*** DATA PROVIDED ***
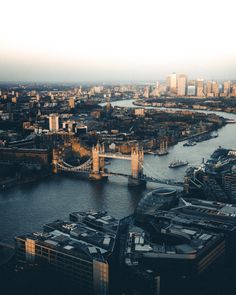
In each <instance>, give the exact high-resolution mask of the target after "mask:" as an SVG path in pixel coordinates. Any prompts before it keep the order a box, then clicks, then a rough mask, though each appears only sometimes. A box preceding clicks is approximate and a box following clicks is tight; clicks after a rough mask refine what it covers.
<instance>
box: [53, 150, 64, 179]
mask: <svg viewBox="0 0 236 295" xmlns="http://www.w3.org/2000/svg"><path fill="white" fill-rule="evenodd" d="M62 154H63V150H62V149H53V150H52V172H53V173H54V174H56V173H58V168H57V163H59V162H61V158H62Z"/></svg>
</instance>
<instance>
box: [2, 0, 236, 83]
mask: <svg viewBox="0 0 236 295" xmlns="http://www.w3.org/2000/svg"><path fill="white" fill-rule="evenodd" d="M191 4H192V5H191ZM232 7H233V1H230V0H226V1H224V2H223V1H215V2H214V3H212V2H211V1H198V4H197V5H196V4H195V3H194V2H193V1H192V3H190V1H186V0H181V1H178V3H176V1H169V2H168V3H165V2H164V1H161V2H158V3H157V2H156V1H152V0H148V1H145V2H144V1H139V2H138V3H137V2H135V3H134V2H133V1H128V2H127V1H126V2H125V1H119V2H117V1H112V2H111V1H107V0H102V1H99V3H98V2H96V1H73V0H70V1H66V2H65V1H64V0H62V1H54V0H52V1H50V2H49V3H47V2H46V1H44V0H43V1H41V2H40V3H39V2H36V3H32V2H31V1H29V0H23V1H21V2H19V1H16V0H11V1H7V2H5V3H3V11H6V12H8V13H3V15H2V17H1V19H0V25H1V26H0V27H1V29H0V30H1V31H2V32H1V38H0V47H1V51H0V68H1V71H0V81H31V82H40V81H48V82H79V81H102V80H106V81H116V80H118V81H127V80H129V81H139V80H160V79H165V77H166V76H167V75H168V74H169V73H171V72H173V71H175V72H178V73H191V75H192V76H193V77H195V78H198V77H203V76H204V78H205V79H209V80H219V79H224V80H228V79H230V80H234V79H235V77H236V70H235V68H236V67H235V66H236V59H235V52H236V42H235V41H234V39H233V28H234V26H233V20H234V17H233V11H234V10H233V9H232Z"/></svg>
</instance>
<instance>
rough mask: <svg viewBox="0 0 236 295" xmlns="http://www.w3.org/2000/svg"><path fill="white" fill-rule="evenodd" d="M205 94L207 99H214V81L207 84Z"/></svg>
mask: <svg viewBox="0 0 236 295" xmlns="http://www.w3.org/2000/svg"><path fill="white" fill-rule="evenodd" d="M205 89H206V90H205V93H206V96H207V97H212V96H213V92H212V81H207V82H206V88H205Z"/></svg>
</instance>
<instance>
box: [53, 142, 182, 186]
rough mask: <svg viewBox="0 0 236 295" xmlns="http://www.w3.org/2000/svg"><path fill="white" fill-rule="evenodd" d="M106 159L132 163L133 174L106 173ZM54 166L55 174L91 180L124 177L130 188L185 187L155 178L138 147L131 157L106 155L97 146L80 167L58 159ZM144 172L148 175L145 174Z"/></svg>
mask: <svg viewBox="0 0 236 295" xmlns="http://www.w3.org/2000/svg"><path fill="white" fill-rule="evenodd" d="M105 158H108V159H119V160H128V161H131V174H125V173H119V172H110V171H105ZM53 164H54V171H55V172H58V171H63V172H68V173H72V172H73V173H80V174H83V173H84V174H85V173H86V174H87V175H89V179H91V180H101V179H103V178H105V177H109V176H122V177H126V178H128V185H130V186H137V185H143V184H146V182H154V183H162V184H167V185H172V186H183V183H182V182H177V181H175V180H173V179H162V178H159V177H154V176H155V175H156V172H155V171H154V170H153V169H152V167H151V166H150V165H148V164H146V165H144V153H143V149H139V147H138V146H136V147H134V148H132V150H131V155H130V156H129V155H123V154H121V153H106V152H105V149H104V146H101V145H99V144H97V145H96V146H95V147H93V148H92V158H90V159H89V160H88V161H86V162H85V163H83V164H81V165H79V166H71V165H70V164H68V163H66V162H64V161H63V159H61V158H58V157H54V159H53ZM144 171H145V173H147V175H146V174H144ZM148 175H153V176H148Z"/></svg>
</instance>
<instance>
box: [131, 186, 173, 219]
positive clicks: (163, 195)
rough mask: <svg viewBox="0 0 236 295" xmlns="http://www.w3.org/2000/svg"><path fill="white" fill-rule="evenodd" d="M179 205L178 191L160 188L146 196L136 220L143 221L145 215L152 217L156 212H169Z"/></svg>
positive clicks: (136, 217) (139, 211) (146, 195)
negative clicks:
*** End of DATA PROVIDED ***
WORK TASK = Transcribe all data precisely. Pictures are not copied.

OUTPUT BELOW =
In each <instance>, give the exact high-resolution mask of the target after "mask:" as an SVG path in pixel coordinates. Any prompts before it keep the order a box, then clicks, then a rough mask, though each appears only sometimes. A box preceding clicks is approximate and a box following clicks is tight; clicks after a rough mask refine what it covers.
<instance>
box: [53, 150, 64, 179]
mask: <svg viewBox="0 0 236 295" xmlns="http://www.w3.org/2000/svg"><path fill="white" fill-rule="evenodd" d="M62 154H63V150H62V149H53V150H52V172H53V173H54V174H56V173H58V168H57V163H59V162H61V158H62Z"/></svg>
</instance>
<instance>
box: [2, 0, 236, 83]
mask: <svg viewBox="0 0 236 295" xmlns="http://www.w3.org/2000/svg"><path fill="white" fill-rule="evenodd" d="M191 4H192V5H191ZM232 7H233V1H230V0H226V1H224V2H223V1H215V2H214V3H212V2H211V1H198V4H197V5H196V4H195V3H194V2H193V1H192V3H190V1H186V0H181V1H178V3H176V1H169V2H168V3H165V2H164V1H161V2H158V3H157V2H156V1H152V0H148V1H145V2H144V1H139V2H138V3H137V2H135V3H134V2H133V1H128V2H127V1H126V2H125V1H119V2H117V1H112V2H111V1H107V0H102V1H99V3H98V2H96V1H73V0H70V1H66V2H65V1H64V0H62V1H54V0H52V1H50V2H49V3H47V2H46V1H44V0H43V1H41V2H40V3H39V2H36V3H32V2H31V1H29V0H23V1H21V2H19V1H16V0H11V1H7V2H5V3H3V11H6V12H8V13H3V15H2V17H1V19H0V25H1V26H0V27H1V29H0V30H1V31H2V32H1V38H0V47H1V51H0V68H1V71H0V81H31V82H40V81H48V82H79V81H102V80H106V81H116V80H118V81H127V80H129V81H139V80H160V79H165V77H166V76H167V75H168V74H169V73H171V72H173V71H175V72H178V73H191V75H192V76H193V77H195V78H198V77H203V76H204V78H205V79H209V80H219V79H224V80H228V79H230V80H234V79H235V77H236V70H235V68H236V67H235V66H236V59H235V52H236V42H235V41H234V39H233V28H234V26H233V20H234V17H233V11H234V10H233V9H232Z"/></svg>
</instance>
<instance>
rough mask: <svg viewBox="0 0 236 295" xmlns="http://www.w3.org/2000/svg"><path fill="white" fill-rule="evenodd" d="M205 94L207 99H214V81L207 84Z"/></svg>
mask: <svg viewBox="0 0 236 295" xmlns="http://www.w3.org/2000/svg"><path fill="white" fill-rule="evenodd" d="M205 89H206V90H205V93H206V96H207V97H212V96H213V92H212V81H207V82H206V88H205Z"/></svg>
</instance>
<instance>
box: [53, 142, 182, 186]
rough mask: <svg viewBox="0 0 236 295" xmlns="http://www.w3.org/2000/svg"><path fill="white" fill-rule="evenodd" d="M106 159L132 163L133 174L106 173ZM54 166L55 174L91 180L124 177L130 188L185 187L155 178L138 147L131 157L106 155L97 146L80 167L58 159ZM144 172L148 175L145 174Z"/></svg>
mask: <svg viewBox="0 0 236 295" xmlns="http://www.w3.org/2000/svg"><path fill="white" fill-rule="evenodd" d="M105 158H108V159H119V160H128V161H131V174H125V173H119V172H110V171H105ZM53 164H54V171H55V172H58V171H63V172H68V173H72V172H73V173H80V174H83V173H84V174H85V173H86V174H87V175H89V179H91V180H101V179H103V178H105V177H109V176H122V177H126V178H128V185H130V186H137V185H143V184H146V182H154V183H162V184H167V185H172V186H183V183H182V182H177V181H175V180H173V179H162V178H159V177H154V176H155V175H156V172H155V171H154V170H153V169H152V167H151V166H150V165H148V164H146V165H144V153H143V149H139V147H138V146H136V147H134V148H132V150H131V155H130V156H129V155H123V154H121V153H106V152H105V149H104V146H101V145H99V144H97V145H96V146H95V147H93V148H92V158H90V159H89V160H88V161H86V162H85V163H83V164H81V165H79V166H71V165H70V164H68V163H66V162H64V161H63V159H61V158H58V157H54V159H53ZM144 171H145V173H147V175H146V174H144ZM148 175H153V176H148Z"/></svg>
</instance>
<instance>
box: [131, 186, 173, 219]
positive clicks: (163, 195)
rough mask: <svg viewBox="0 0 236 295" xmlns="http://www.w3.org/2000/svg"><path fill="white" fill-rule="evenodd" d="M179 205L178 191L160 188L146 196L136 220L143 221L145 215L152 217L156 212H169Z"/></svg>
positive clicks: (136, 217) (139, 211) (146, 195)
negative clicks:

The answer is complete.